(Region pointing data)
__________
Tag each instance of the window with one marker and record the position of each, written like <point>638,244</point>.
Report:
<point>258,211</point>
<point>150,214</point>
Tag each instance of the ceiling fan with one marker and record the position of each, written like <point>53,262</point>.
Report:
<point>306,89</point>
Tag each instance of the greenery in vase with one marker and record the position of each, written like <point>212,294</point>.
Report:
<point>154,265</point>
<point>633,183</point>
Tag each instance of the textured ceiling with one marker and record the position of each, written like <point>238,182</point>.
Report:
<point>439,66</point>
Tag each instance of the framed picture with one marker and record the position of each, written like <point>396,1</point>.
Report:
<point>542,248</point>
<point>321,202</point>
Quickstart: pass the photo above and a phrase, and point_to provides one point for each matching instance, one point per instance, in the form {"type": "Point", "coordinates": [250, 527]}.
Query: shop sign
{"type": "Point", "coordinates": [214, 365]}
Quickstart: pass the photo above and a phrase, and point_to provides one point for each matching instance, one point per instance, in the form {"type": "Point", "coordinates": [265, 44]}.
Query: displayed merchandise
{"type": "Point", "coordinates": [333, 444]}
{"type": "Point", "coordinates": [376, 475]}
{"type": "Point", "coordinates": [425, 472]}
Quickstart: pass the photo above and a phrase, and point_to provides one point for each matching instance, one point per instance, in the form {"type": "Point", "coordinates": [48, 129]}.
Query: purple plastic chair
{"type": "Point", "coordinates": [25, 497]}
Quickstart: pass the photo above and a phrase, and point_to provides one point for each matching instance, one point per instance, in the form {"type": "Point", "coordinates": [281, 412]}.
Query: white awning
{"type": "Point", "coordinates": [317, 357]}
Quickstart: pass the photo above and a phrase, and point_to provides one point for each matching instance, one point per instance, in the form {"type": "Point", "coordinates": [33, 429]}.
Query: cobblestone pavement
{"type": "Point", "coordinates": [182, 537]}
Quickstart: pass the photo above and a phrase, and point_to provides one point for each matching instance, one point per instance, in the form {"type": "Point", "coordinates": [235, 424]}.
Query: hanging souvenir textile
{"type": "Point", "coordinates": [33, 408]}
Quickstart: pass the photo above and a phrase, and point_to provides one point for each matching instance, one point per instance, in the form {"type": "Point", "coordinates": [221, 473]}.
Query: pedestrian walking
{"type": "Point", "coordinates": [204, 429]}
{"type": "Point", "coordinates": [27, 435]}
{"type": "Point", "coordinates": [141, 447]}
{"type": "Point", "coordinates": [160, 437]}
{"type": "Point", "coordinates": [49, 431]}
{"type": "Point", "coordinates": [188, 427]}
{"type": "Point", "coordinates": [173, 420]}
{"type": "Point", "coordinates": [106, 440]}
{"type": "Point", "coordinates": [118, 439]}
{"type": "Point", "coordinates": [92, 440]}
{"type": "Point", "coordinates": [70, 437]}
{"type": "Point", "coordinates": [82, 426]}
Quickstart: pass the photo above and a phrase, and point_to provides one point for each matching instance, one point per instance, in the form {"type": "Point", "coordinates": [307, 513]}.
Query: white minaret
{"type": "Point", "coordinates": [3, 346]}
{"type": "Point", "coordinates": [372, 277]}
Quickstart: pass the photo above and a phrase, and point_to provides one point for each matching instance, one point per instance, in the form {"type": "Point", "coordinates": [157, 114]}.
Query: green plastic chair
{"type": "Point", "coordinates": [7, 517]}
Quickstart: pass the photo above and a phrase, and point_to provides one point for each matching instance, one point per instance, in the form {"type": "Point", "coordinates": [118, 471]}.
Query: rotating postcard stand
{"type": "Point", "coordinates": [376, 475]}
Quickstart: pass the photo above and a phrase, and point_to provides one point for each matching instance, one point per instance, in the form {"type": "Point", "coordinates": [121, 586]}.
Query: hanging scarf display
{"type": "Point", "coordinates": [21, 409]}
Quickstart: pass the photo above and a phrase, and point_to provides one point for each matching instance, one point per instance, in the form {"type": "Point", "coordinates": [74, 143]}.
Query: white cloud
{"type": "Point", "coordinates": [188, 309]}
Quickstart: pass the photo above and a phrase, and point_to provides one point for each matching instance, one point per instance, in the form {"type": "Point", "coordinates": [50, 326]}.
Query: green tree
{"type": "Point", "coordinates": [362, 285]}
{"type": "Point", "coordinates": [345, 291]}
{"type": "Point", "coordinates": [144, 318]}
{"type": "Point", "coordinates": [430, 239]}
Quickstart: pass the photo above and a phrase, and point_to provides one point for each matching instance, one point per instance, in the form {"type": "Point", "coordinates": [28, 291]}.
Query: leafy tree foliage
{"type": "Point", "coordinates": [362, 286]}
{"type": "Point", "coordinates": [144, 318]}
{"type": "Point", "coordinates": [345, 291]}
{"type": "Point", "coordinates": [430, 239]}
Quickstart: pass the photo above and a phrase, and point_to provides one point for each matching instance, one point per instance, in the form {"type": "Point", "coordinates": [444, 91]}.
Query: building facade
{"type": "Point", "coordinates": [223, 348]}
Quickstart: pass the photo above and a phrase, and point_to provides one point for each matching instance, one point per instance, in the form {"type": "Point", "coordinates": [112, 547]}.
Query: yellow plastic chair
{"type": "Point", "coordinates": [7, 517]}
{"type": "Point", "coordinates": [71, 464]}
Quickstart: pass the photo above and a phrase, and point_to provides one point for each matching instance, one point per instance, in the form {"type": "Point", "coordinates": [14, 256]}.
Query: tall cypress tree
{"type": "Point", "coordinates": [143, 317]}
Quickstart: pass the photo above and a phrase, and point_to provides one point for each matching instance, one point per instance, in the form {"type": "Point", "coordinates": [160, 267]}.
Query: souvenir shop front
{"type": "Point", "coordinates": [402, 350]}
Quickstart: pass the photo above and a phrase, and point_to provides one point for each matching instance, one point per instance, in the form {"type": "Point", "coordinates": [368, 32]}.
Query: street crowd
__________
Every record here must be output exactly, word for word.

WRITTEN ANSWER ->
Tag each instance of the window with one marker and record the position of each, written like <point>638,244</point>.
Report:
<point>258,211</point>
<point>150,214</point>
Tag each instance of the ceiling fan with one marker and record the position of each, written like <point>53,262</point>.
Report:
<point>306,89</point>
Tag each instance of the greenery in vase with one marker and record the position of each, written like <point>212,294</point>.
Report:
<point>154,265</point>
<point>633,183</point>
Tag each instance of the textured ceiling with one marker and record the position of each, written like <point>238,182</point>.
Report:
<point>439,66</point>
Tag each instance of the framed picture with one marker and record the position of each, written like <point>396,1</point>.
Report:
<point>542,248</point>
<point>321,202</point>
Quickstart: pass the photo above and a phrase, and point_to provides one point for each matching instance, one point per instance, in the form {"type": "Point", "coordinates": [250, 527]}.
Query: shop sign
{"type": "Point", "coordinates": [214, 365]}
Quickstart: pass the photo above and a phrase, and point_to provides one point for each matching instance, one point per instance, in the form {"type": "Point", "coordinates": [265, 44]}.
Query: displayed merchandise
{"type": "Point", "coordinates": [333, 444]}
{"type": "Point", "coordinates": [376, 475]}
{"type": "Point", "coordinates": [425, 472]}
Quickstart: pass the photo above and a phrase, and point_to provides one point for each matching instance, one point per instance, in the form {"type": "Point", "coordinates": [48, 129]}.
Query: purple plastic chair
{"type": "Point", "coordinates": [25, 497]}
Quickstart: pass the photo above and a phrase, and point_to provides one point for each matching instance, one point per instance, in the form {"type": "Point", "coordinates": [281, 412]}.
Query: white awning
{"type": "Point", "coordinates": [317, 357]}
Quickstart: pass the photo above and a phrase, and point_to provides one point for each matching instance, one point per instance, in the form {"type": "Point", "coordinates": [33, 429]}.
Query: cobblestone pavement
{"type": "Point", "coordinates": [182, 537]}
Quickstart: pass the photo above and a phrase, and point_to provides one point for each matching instance, one point per instance, in the form {"type": "Point", "coordinates": [235, 424]}.
Query: hanging souvenir textile
{"type": "Point", "coordinates": [33, 408]}
Quickstart: pass the photo above and a phrase, and point_to provides one point for each matching instance, one point per instance, in the form {"type": "Point", "coordinates": [221, 473]}.
Query: pedestrian walking
{"type": "Point", "coordinates": [204, 429]}
{"type": "Point", "coordinates": [27, 435]}
{"type": "Point", "coordinates": [141, 447]}
{"type": "Point", "coordinates": [160, 437]}
{"type": "Point", "coordinates": [49, 431]}
{"type": "Point", "coordinates": [188, 427]}
{"type": "Point", "coordinates": [173, 420]}
{"type": "Point", "coordinates": [106, 440]}
{"type": "Point", "coordinates": [118, 439]}
{"type": "Point", "coordinates": [92, 440]}
{"type": "Point", "coordinates": [70, 437]}
{"type": "Point", "coordinates": [82, 426]}
Quickstart: pass the photo above and a phrase, and point_to provides one point for each matching instance, one point per instance, in the form {"type": "Point", "coordinates": [307, 513]}.
Query: white minaret
{"type": "Point", "coordinates": [3, 346]}
{"type": "Point", "coordinates": [372, 277]}
Quickstart: pass the photo above and a phrase, and point_to provides one point for each matching instance, one point per instance, in the form {"type": "Point", "coordinates": [157, 114]}.
Query: green plastic chair
{"type": "Point", "coordinates": [7, 517]}
Quickstart: pass the photo above and a phrase, and point_to provides one point for each matching instance, one point per instance, in the form {"type": "Point", "coordinates": [118, 471]}.
Query: rotating postcard stand
{"type": "Point", "coordinates": [376, 475]}
Quickstart: pass the photo above and a phrase, and point_to provides one point for each matching instance, one point per instance, in the form {"type": "Point", "coordinates": [121, 586]}.
Query: hanging scarf display
{"type": "Point", "coordinates": [21, 409]}
Quickstart: pass the photo above and a phrase, and point_to provides one point for each matching instance, one point per instance, in the form {"type": "Point", "coordinates": [74, 143]}.
Query: white cloud
{"type": "Point", "coordinates": [188, 309]}
Quickstart: pass the photo above and a phrase, and point_to provides one point for each matching instance, one point per instance, in the form {"type": "Point", "coordinates": [50, 326]}.
Query: green tree
{"type": "Point", "coordinates": [362, 285]}
{"type": "Point", "coordinates": [345, 291]}
{"type": "Point", "coordinates": [144, 318]}
{"type": "Point", "coordinates": [430, 239]}
Quickstart: pass the photo above and a phrase, and point_to provides one point for each matching instance, one point per instance, in the form {"type": "Point", "coordinates": [28, 291]}.
Query: leafy tree foliage
{"type": "Point", "coordinates": [362, 286]}
{"type": "Point", "coordinates": [144, 318]}
{"type": "Point", "coordinates": [345, 291]}
{"type": "Point", "coordinates": [430, 239]}
Quickstart: pass the photo above and a phrase, and point_to provides one point for each matching instance, one point per instance, in the form {"type": "Point", "coordinates": [444, 91]}.
Query: building facade
{"type": "Point", "coordinates": [223, 348]}
Quickstart: pass the photo above and a phrase, and point_to provides one point for each matching instance, one point per instance, in the form {"type": "Point", "coordinates": [112, 547]}.
Query: yellow plastic chair
{"type": "Point", "coordinates": [7, 517]}
{"type": "Point", "coordinates": [71, 464]}
Quickstart: pass the photo above and a phrase, and point_to provides one point for each matching instance, one point per instance, in the form {"type": "Point", "coordinates": [14, 256]}.
Query: tall cypress tree
{"type": "Point", "coordinates": [143, 317]}
Quickstart: pass the photo above and a phrase, and point_to provides one point for each matching instance, one point per instance, in the form {"type": "Point", "coordinates": [160, 267]}.
Query: souvenir shop front
{"type": "Point", "coordinates": [402, 350]}
Quickstart: pass the photo above and a phrase, and point_to provides one point for each matching instance, one point per instance, in the form {"type": "Point", "coordinates": [368, 32]}.
Query: street crowd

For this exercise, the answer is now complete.